Requisitos:
Reproduce sin cambios el pasaje del texto sobre la desigualdad y la democracia en Venezuela que va desde "Guillermo Tell Aveledo" hasta "vida sin aspavientos.", ambos incluidos.

Crédito: Alejandro Cegarra/AP

Todas las sociedades son desiguales. No obstante, el problema de fondo en las sociedades democráticas radica en las dificultades, pese a la existencia formal de derechos, que experimentan los individuos y colectividades en acceder a ellos y hacerlos valer en pleno, lo cual se va traduciendo en espacios de participación política cada vez más reducidos e indiferencia ciudadana que da origen a sistemas autoritarios modernos. Entre aspiraciones y frustraciones, el caso venezolano es reflejo de ello 

Guillermo Tell Aveledo

En días recientes publicamos un comentario en las redes sociales, en el que decíamos, ante la arremetida presente desde el Estado contra las Organizaciones No Gubernamentales (ONG), que quizás en el futuro alguien añorará esta era diciendo que solo aquellos que se involucraron en política podían correr algún tipo de riesgo serio.

Las respuestas no se hicieron esperar. Mientras algunos comentaristas compartieron la ironía, otros resintieron la alusión a ese comentario como evocación al lugar común en torno a la dictadura de Pérez Jiménez: “si no te metías en política, no te pasaba nada”, y donde la violación de derechos políticos afectaba apenas a un sector minoritario, mientras el resto gozaba de una vida sin aspavientos.

Información proporcionada:
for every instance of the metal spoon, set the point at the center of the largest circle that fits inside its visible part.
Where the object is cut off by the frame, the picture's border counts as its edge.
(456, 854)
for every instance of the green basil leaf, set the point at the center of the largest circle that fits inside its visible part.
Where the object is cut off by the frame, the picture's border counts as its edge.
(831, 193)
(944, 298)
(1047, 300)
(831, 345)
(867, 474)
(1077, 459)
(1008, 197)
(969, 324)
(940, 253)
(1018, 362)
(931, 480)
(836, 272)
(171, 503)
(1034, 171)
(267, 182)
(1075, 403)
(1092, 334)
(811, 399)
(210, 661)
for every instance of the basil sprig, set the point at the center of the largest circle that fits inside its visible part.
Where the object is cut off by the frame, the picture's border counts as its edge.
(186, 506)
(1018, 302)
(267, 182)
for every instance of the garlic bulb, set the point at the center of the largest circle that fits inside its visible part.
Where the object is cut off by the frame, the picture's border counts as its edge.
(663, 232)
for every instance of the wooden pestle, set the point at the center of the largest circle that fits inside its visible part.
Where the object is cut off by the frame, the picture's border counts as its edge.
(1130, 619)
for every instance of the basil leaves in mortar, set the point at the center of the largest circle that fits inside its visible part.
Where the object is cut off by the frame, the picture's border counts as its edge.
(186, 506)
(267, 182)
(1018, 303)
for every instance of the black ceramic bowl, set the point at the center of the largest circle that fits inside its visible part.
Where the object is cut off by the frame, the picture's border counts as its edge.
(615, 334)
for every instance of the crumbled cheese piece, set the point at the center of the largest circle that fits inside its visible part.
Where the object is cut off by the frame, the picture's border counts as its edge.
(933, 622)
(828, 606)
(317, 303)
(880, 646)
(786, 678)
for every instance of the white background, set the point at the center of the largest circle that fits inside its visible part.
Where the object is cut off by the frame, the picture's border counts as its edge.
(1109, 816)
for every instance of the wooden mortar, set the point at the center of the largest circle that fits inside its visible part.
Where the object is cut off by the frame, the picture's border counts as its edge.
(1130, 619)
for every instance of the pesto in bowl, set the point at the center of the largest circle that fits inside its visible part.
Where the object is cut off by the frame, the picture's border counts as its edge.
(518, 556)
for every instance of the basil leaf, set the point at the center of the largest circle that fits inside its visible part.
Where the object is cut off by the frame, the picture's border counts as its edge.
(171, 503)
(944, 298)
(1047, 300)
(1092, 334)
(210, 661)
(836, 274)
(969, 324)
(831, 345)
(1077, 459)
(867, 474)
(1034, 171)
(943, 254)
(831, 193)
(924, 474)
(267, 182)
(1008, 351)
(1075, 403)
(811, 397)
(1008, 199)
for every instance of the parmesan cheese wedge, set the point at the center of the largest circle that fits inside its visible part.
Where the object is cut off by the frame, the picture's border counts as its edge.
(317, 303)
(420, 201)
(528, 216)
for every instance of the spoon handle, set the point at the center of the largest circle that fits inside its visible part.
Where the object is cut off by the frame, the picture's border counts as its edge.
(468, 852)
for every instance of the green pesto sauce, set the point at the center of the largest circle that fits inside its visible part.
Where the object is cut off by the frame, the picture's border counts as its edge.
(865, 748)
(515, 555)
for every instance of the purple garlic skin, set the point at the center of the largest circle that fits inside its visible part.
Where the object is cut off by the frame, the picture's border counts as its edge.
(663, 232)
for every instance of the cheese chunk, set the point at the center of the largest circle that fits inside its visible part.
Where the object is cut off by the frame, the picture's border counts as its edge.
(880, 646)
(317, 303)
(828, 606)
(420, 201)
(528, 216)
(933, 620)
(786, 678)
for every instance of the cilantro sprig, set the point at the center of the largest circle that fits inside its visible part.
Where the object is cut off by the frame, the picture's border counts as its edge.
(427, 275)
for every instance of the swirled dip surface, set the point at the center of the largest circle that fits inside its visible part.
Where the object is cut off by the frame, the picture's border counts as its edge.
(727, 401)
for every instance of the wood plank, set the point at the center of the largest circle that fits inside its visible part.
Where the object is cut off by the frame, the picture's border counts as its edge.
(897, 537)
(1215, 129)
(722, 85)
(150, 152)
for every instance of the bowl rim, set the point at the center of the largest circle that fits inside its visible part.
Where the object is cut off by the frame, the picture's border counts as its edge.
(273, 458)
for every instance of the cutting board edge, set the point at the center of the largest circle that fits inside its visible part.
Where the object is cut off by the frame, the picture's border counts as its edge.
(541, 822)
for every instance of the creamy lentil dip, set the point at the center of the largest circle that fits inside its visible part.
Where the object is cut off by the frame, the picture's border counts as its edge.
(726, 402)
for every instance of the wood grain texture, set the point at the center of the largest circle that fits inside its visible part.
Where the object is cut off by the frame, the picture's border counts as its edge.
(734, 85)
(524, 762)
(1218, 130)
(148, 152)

Salida completa:
Guillermo Tell Aveledo

En días recientes publicamos un comentario en las redes sociales, en el que decíamos, ante la arremetida presente desde el Estado contra las Organizaciones No Gubernamentales (ONG), que quizás en el futuro alguien añorará esta era diciendo que solo aquellos que se involucraron en política podían correr algún tipo de riesgo serio.

Las respuestas no se hicieron esperar. Mientras algunos comentaristas compartieron la ironía, otros resintieron la alusión a ese comentario como evocación al lugar común en torno a la dictadura de Pérez Jiménez: “si no te metías en política, no te pasaba nada”, y donde la violación de derechos políticos afectaba apenas a un sector minoritario, mientras el resto gozaba de una vida sin aspavientos.